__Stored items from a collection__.

==*==

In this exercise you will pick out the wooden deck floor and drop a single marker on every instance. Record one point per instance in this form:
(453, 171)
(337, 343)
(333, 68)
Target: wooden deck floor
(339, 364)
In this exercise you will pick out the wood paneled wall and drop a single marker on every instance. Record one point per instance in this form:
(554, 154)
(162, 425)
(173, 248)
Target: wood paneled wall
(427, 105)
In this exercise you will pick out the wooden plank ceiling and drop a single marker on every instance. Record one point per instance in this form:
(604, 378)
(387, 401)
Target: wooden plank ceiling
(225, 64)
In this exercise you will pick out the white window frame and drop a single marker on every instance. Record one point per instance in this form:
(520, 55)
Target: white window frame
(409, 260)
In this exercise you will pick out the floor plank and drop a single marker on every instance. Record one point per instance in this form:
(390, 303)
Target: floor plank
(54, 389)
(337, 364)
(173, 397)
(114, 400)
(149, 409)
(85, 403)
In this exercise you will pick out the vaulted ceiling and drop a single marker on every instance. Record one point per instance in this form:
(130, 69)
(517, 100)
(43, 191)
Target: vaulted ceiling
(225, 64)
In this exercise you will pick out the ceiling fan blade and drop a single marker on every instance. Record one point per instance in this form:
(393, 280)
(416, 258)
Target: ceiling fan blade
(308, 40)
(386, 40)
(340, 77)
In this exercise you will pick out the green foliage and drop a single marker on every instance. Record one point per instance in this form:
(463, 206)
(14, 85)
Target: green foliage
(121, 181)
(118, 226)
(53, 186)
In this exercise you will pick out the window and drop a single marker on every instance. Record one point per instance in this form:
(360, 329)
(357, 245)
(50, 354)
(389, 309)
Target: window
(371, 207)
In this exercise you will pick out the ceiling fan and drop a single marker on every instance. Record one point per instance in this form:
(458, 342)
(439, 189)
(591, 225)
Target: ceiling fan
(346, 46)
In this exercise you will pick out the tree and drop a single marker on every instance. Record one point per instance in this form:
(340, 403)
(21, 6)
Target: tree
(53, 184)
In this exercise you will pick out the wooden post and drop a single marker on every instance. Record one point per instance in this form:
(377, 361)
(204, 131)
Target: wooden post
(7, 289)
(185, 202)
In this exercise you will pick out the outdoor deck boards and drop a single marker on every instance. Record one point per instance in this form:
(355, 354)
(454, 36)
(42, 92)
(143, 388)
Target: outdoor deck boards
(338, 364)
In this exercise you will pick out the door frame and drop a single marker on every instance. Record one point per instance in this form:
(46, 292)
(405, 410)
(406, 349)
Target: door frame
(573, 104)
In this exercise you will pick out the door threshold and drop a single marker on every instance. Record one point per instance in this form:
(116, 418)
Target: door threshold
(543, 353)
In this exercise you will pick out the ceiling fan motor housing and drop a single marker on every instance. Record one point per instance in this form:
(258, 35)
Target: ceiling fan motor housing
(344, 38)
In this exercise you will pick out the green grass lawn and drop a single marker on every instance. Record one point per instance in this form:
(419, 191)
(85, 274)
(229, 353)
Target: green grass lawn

==*==

__EXERCISE__.
Return the entries in full, keeping every line exactly as it is.

__EXERCISE OUTPUT__.
In this exercise you will pick out the wooden deck floor and drop a single marker on every instance. Record one point per instance in this form:
(453, 171)
(337, 343)
(333, 68)
Target: wooden deck floor
(339, 364)
In this exercise you will pick out the wood paneled wall and drop a single marker on every instance. Record one point per instance in this form:
(554, 154)
(162, 425)
(173, 248)
Target: wood paneled wall
(427, 105)
In this exercise you will pick out the wooden plank ceiling and drop a single marker on every instance. Record one point per instance in this form:
(604, 378)
(387, 401)
Target: wooden plank ceiling
(225, 64)
In this exercise you will pick out the white window frame and drop a single marker on every instance. Record one point per instance in this form:
(520, 55)
Target: white window frame
(409, 260)
In this exercise you will pick out the floor plank and drop a single marker on every instance. Record one point per instance in this form:
(390, 303)
Target: floor plank
(54, 389)
(337, 364)
(173, 397)
(114, 400)
(149, 409)
(85, 403)
In this exercise you will pick out the vaulted ceiling and drop a single marker on every instance. Record one point per instance in this form:
(130, 69)
(517, 100)
(43, 191)
Target: vaulted ceiling
(225, 64)
In this exercise you will pick out the ceiling fan blade and drop a single marker on every instance. Record one point per instance in this form:
(393, 280)
(416, 258)
Target: ceiling fan blade
(308, 40)
(386, 40)
(340, 77)
In this exercise you will pick out the green foliage and drop a single marker on every instance. Record one point per instance in this form:
(463, 206)
(14, 85)
Target: green foliage
(121, 181)
(118, 226)
(53, 186)
In this exercise you will pick out the window and drop a single marker on every instance. Record one point per instance in this form:
(360, 329)
(357, 245)
(50, 354)
(389, 309)
Target: window
(371, 207)
In this exercise you will pick out the ceiling fan and drop a single marker on every instance. Record one point per instance in this form:
(458, 342)
(439, 189)
(591, 225)
Target: ceiling fan
(346, 46)
In this exercise you will pick out the tree and drop a single marker on every instance. Record one point per instance in this form:
(340, 403)
(21, 6)
Target: tree
(53, 184)
In this exercise you will pick out the wooden post and drop a single marker on every instance. Record one point per instance in this form:
(377, 361)
(204, 131)
Target: wooden post
(7, 289)
(185, 202)
In this exercise you will pick out the outdoor deck boards and drop a single marker on every instance. Record one point per instance in this form:
(355, 354)
(454, 36)
(42, 92)
(143, 388)
Target: outdoor deck boards
(338, 364)
In this exercise you will pick out the door frame and drop a single marker on every instance. Record one point per instance in this form:
(46, 292)
(405, 410)
(406, 349)
Target: door frame
(573, 104)
In this exercise you will pick out the door threshold and drop a single marker on every instance. Record one point per instance in this form:
(116, 418)
Target: door threshold
(543, 353)
In this exercise you will pick out the ceiling fan motor housing and drop a single marker on every instance. Record one point per instance in this form:
(258, 35)
Target: ceiling fan motor housing
(344, 38)
In this exercise you will pick out the green grass lawn and drop a single marker on every instance. Record one point per instance in this form:
(419, 191)
(85, 274)
(229, 353)
Target: green grass lawn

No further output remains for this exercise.